#### SHORT EXERCISE:
Lay out every line of the records below as a Markdown table with a No. column for the row number and a Text column for the line. Skip any blank lines.
--- Begin TASK MATERIAL ---
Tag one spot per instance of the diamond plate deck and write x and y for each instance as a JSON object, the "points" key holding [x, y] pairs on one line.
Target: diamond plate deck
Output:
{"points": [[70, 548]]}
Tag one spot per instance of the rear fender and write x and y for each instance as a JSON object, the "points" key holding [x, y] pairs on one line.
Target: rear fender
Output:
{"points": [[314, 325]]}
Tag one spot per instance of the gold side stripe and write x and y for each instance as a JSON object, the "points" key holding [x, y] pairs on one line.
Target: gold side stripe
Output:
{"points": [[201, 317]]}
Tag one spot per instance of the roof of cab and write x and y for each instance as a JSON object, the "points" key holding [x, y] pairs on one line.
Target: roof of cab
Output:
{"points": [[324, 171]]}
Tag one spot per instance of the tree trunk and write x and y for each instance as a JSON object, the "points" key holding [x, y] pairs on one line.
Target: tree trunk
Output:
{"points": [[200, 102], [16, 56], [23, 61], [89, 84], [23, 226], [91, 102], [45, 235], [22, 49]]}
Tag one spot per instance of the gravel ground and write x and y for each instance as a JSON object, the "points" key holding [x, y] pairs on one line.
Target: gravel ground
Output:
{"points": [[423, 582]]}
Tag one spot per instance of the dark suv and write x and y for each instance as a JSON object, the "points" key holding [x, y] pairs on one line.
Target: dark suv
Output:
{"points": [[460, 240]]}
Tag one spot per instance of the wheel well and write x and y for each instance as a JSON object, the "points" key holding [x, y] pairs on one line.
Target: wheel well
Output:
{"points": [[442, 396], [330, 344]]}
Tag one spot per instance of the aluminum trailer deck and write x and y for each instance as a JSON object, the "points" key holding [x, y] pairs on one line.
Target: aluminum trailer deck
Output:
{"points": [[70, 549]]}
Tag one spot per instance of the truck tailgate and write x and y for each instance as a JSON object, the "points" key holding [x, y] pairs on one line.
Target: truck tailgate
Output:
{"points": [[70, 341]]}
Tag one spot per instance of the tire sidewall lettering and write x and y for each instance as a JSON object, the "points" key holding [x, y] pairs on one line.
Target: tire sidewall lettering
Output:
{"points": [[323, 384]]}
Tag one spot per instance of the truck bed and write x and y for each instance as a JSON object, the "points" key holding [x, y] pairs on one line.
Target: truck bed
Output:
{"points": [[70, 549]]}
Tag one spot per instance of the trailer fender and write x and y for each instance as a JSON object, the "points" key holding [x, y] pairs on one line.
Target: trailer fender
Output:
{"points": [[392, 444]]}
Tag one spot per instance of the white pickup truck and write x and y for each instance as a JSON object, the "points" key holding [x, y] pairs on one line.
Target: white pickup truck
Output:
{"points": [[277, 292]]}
--- End TASK MATERIAL ---
#### REPLY:
| No. | Text |
|---|---|
| 1 | Tag one spot per instance of the diamond plate deck and write x and y for each instance as a JSON object, the "points" key holding [x, y] pairs on one line. |
| 2 | Target: diamond plate deck |
| 3 | Output: |
| 4 | {"points": [[70, 548]]} |
| 5 | Tag one spot per instance of the rear fender and write x and y for each instance as a JSON object, the "points" key holding [x, y] pairs on one line. |
| 6 | Target: rear fender |
| 7 | Output: |
| 8 | {"points": [[314, 325]]} |
| 9 | Tag one spot per instance of the gold side stripe and write x and y for each instance as a JSON object, the "points" key holding [x, y] pairs on one line. |
| 10 | Target: gold side stripe |
| 11 | Output: |
| 12 | {"points": [[201, 317]]} |
| 13 | Tag one spot per instance of the roof of cab and write x and y for each instance as a JSON object, the "points" key holding [x, y] pairs on one line. |
| 14 | Target: roof of cab |
| 15 | Output: |
| 16 | {"points": [[324, 171]]} |
| 17 | Tag one spot per instance of the tree trunk and write x and y for each instance as a JSON object, the "points" key holding [x, y] pairs on one line. |
| 18 | Target: tree trunk |
| 19 | Output: |
| 20 | {"points": [[200, 102], [16, 56], [23, 61], [89, 84], [23, 226], [91, 102], [45, 235], [22, 49]]} |
| 21 | Tag one spot per instance of the gravel ground and write x and y for each instance as a JSON object, the "points" key holding [x, y] pairs on one line. |
| 22 | Target: gravel ground |
| 23 | Output: |
| 24 | {"points": [[423, 582]]} |
| 25 | Tag one spot per instance of the dark suv and write x and y for each instance as a JSON object, the "points" key holding [x, y] pairs on one line. |
| 26 | Target: dark suv |
| 27 | Output: |
| 28 | {"points": [[460, 240]]} |
| 29 | Tag one spot per instance of the wheel well and write x and y for each instance as a JSON object, the "points" key holding [x, y] pairs on one line. |
| 30 | Target: wheel well |
| 31 | Output: |
| 32 | {"points": [[442, 396], [330, 344]]} |
| 33 | Tag one spot per instance of the aluminum trailer deck and write x and y for each instance as a JSON object, the "points" key holding [x, y] pairs on one line. |
| 34 | Target: aluminum trailer deck |
| 35 | Output: |
| 36 | {"points": [[70, 549]]} |
| 37 | Tag one spot per instance of the truck tailgate and write x and y for each instance as a JSON object, the "points" key holding [x, y] pairs on one line. |
| 38 | Target: truck tailgate |
| 39 | Output: |
| 40 | {"points": [[70, 341]]} |
| 41 | Tag one spot per instance of the tire sidewall lettering and write x and y for each instance as a JSON object, the "points" key holding [x, y] pairs on one line. |
| 42 | Target: tire sidewall lettering |
| 43 | Output: |
| 44 | {"points": [[323, 384]]} |
| 45 | Tag one spot per instance of the truck bed and write x and y for each instance as a JSON object, the "points" key holding [x, y] pairs on one line. |
| 46 | Target: truck bed |
| 47 | Output: |
| 48 | {"points": [[70, 549]]} |
| 49 | Tag one spot per instance of the trailer fender and write x and y for each instance as a JSON object, the "points" key holding [x, y] pairs on one line. |
| 50 | Target: trailer fender |
| 51 | Output: |
| 52 | {"points": [[392, 444]]} |
| 53 | Tag one spot per instance of the white pickup truck and write x and y for each instance as a JSON object, the "points" key holding [x, y] pairs on one line. |
| 54 | Target: white pickup truck |
| 55 | Output: |
| 56 | {"points": [[277, 292]]} |